Set of tasks
(a) Reproduce the WordMAP description word for word from "Create a tool" to "Greek/Punjabi (stretch goal).".
(b) Write what comes next in the WordMAP description, picking up after its last sentence.

───── Quoted text ─────

Javascript based nlp statistical word/phrase aligner.
Due to the regularly evolving codebase, documentation is limited to high level concepts and workflow.
https://github.com/translationCoreApps/wordMAP
WordMAP is a prototype built based on the same principles as TACT.
Generate permutations of all possible alignments. Score them based on weighted average of common patterns. Pick the best single option. Remove obvious results it can no longer be. Penalize conflicting remaining results. Pick the next best single result... repeat until all words are aligned. Reorder alignment to original source order.
To prioritize the learning ability, correctional tables and phrase table appending are leveraged.
Correctional tables only store human verified word/phrase alignment. There are no permutations. These are scored and sorted with the rest of the possible alignment options but with a boost to ensure they are used before the statistical permutations.
Phrase table generation stops at statistical tallies of permutations. The trade off is more burden in the alignment step. This way the table can be appended to at any point and not result in any difference from complete retraining.
Create a tool for creating word/phrase level alignment information for each verse of the bible between any source/target language such as Greek/English, English/Hindi, Hindi/Punjabi then chain-able from Greek/Punjabi (stretch goal).

───── Supplied information ─────

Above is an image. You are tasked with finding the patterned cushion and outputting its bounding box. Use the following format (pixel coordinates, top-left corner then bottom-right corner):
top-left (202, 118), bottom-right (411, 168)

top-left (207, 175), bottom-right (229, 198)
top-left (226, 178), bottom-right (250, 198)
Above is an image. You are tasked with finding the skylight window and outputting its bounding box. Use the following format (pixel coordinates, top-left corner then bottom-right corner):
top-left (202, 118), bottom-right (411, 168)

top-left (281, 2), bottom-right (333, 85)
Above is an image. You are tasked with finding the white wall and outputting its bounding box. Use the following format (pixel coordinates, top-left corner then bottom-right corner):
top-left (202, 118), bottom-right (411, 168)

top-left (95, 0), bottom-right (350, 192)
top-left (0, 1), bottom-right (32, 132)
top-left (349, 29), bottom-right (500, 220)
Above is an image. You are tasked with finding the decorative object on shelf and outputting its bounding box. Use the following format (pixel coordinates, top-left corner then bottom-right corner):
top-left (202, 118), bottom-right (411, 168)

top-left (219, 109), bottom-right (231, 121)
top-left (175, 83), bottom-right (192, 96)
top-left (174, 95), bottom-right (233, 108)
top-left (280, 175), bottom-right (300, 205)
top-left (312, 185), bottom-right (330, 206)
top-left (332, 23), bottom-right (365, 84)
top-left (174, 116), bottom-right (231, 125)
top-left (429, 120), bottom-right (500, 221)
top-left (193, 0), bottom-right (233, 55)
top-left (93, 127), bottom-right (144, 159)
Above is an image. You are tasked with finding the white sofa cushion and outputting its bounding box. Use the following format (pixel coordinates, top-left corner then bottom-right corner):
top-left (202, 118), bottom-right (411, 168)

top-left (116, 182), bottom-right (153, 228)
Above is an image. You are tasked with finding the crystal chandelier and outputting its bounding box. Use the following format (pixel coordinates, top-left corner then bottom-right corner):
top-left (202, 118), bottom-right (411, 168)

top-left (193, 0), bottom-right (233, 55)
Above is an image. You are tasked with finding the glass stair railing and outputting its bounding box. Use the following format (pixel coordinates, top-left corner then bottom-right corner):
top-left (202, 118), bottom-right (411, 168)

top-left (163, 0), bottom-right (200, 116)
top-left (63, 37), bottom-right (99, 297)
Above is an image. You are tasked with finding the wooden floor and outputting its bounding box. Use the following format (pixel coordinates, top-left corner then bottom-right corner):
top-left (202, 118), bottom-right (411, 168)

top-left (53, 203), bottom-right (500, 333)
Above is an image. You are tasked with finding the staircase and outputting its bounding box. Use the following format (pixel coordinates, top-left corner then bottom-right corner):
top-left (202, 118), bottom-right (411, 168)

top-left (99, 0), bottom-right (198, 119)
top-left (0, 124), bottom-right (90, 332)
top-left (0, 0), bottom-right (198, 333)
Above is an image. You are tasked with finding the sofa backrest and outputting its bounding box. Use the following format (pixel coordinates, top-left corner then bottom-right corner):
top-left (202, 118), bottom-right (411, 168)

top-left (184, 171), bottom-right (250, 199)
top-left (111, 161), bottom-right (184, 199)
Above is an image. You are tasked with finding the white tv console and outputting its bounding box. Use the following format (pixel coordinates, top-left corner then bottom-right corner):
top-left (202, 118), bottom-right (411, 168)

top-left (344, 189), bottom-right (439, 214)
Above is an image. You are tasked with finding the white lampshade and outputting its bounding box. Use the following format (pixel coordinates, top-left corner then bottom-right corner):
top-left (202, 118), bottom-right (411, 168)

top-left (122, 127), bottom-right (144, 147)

─────

Final results
(a)
Create a tool for creating word/phrase level alignment information for each verse of the bible between any source/target language such as Greek/English, English/Hindi, Hindi/Punjabi then chain-able from Greek/Punjabi (stretch goal).

(b)
Expecting users to manually align each word/phrase for each verse would be overly daunting and tedious. Providing a statistical best guess to the alignment could help depending on the accuracy. Finding a way to "learn" from each manual alignment that is performed and saved allows the user to not have to keep performing the same alignment when it is commonly repeated.
- Statistically align words/phrases in Source/Target Language.
- Allow users to manually correct the alignment and override the statistical output.
- Dynamic workflow to aid in appending training data without typical problems associated.
- Improved alignment accuracy by adding features to handle complexity of languages.
- Improved performance by refactoring code.
- Integrate existing alignment data from existing lexicons/dictionaries for increasing accuracy and/or testing output accuracy.
The intended implementation is to be run as a module inside of tC (translationCore). That project is an electron/node.js/react/flux stack that allows modules to be built that run node.js code and react user interfaces. For development and testing purposes, other interfaces will be built.
The correctional user interface should be easy to see how words are aligned in a clear manner as well as efficient to correct.
The aligner user interface will be a node.js module and potentially a CLI.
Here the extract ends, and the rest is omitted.